--- Start Provided data ---

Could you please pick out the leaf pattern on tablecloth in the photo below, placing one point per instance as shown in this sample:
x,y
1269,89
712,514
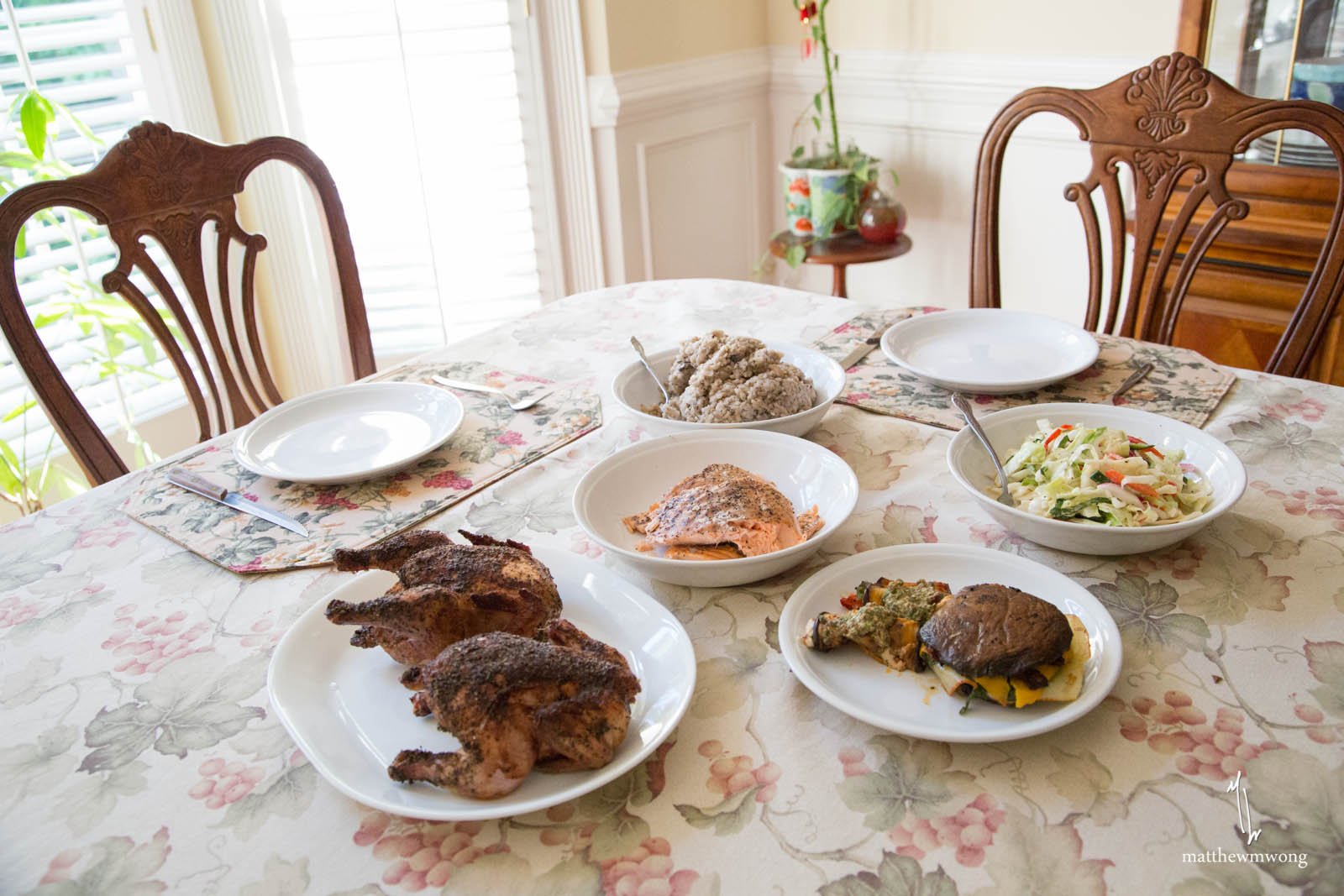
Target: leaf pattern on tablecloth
x,y
281,879
1304,799
1148,621
118,867
913,777
1183,385
1042,860
895,876
192,705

--- End Provided data ---

→ **Task instructions**
Substitute "floral motif" for "leaf pattern" everywhere it appears in the records above, and repeat the records with every other line unchanged. Leave the pictures out of your answer.

→ **The answer**
Could you please pick out the floral motif on tablecloth in the photo below, placing one point per instance as shown in this sample:
x,y
1269,89
712,514
Target: floral motif on tablecloth
x,y
281,879
1304,799
1148,621
118,867
913,777
1183,385
1042,860
895,876
192,705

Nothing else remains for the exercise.